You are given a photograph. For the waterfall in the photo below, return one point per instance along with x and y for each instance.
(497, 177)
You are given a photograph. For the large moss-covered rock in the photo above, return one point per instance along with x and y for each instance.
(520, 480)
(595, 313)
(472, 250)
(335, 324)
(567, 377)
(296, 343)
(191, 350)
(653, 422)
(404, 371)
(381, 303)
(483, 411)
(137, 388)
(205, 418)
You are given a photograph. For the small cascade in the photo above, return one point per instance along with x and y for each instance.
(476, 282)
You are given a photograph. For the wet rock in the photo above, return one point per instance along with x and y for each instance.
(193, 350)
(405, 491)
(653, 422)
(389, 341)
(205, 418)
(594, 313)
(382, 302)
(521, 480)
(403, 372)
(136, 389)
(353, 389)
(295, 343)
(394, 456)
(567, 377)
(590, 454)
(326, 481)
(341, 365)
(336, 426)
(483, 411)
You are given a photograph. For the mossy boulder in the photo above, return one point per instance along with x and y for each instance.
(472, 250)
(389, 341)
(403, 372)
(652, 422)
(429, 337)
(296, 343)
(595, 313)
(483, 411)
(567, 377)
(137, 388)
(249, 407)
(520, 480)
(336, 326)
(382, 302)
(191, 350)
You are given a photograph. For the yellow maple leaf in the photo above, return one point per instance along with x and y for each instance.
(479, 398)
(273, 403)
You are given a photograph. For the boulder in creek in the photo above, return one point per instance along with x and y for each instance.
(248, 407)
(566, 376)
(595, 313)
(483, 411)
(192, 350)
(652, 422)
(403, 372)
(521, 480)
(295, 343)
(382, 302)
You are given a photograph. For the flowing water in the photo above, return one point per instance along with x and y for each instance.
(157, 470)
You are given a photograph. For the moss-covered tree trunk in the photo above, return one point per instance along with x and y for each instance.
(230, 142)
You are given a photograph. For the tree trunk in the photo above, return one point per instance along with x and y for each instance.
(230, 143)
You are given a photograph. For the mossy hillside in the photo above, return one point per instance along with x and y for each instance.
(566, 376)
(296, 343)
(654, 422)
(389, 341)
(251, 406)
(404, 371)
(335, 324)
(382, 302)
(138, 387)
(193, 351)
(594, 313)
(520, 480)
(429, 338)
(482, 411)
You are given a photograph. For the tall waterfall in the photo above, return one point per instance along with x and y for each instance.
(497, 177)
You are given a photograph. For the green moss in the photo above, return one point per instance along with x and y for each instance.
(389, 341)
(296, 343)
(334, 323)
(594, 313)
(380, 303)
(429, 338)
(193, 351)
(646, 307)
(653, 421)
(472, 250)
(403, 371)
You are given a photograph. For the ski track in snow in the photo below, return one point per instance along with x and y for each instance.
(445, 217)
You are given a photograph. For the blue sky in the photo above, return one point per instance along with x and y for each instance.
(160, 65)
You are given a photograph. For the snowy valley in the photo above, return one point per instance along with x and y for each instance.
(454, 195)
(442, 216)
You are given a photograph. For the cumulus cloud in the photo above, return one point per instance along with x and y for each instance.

Problem requirements: Hand back the material above in full, exactly as written.

Response to the exercise:
You are given a photograph. For the waterfall in the photo below, return one point per instance along with x and y for each instance.
(497, 177)
You are given a photograph. For the large moss-covered rock in the photo above, return one point per instance along with x and y for each instance.
(520, 480)
(595, 313)
(472, 250)
(335, 324)
(567, 377)
(296, 343)
(191, 350)
(653, 422)
(404, 371)
(381, 303)
(483, 411)
(137, 388)
(205, 418)
You are given a photograph. For the small cascade in the photo above, return one point per instance along with x and y for each instance.
(476, 282)
You are given a photograph. For the wet rock in the photo above, return one point per instance along with x and y for each instance.
(193, 350)
(405, 491)
(653, 422)
(389, 341)
(205, 418)
(594, 313)
(382, 302)
(521, 480)
(403, 372)
(136, 389)
(353, 389)
(295, 343)
(394, 456)
(567, 377)
(590, 454)
(326, 481)
(341, 365)
(336, 426)
(483, 411)
You are given a photograph. For the mossy boulder in the photo above, return one point per instance along with x and y for each instance.
(472, 250)
(389, 341)
(403, 372)
(652, 422)
(429, 337)
(296, 343)
(595, 313)
(483, 411)
(567, 377)
(137, 388)
(249, 407)
(520, 480)
(336, 326)
(382, 302)
(191, 350)
You are given a photograph. For the yellow maple leaf in the photo above, return one point per instance along with x and y for each instance.
(479, 398)
(273, 403)
You are given a photograph. For the boulder in creek in the photo above, return one point per instance along with x and y for each instance.
(248, 407)
(566, 376)
(595, 313)
(483, 411)
(192, 350)
(652, 422)
(403, 372)
(521, 480)
(295, 343)
(382, 302)
You are given a photograph. For the flowing water in the photo above, return one point per instance along with x and y for each instance.
(157, 470)
You are given a photograph. For the moss-covered tree trunk in the photo above, return one point per instance along with x and y for each instance.
(230, 142)
You are given a photograph. For the tree trunk in the photo above, return one point per instance along with x and y for each instance.
(230, 143)
You are given a photograph. For the mossy hillside in the photo above, return one point per instance along with x and y for each instance.
(566, 376)
(296, 343)
(654, 422)
(389, 341)
(251, 406)
(404, 371)
(335, 324)
(382, 302)
(138, 387)
(193, 351)
(594, 313)
(520, 480)
(429, 338)
(482, 411)
You are given a photograph. For the tall waterfall in the photo above, return one point per instance along with x and y for each instance.
(497, 177)
You are given a photograph. For the green moss in the photo above, return one point per instance along with x and y for each instance.
(389, 341)
(296, 343)
(334, 323)
(594, 313)
(380, 303)
(429, 338)
(193, 351)
(646, 307)
(653, 421)
(472, 250)
(403, 371)
You are given a photograph. For the ski track in snow in the photo below, return one point per instance along with x and y for each instance.
(445, 217)
You are given a photograph. For the blue sky in the photo above, return one point per instance along with x and y for each instance.
(160, 65)
You are given a photograph. For the snowy valley in the photo above, return one point per instance along with x and y for each instance.
(454, 195)
(442, 216)
You are given a photograph. For the cumulus cloud in the photo above, return one point per instance along with x and y for each instance.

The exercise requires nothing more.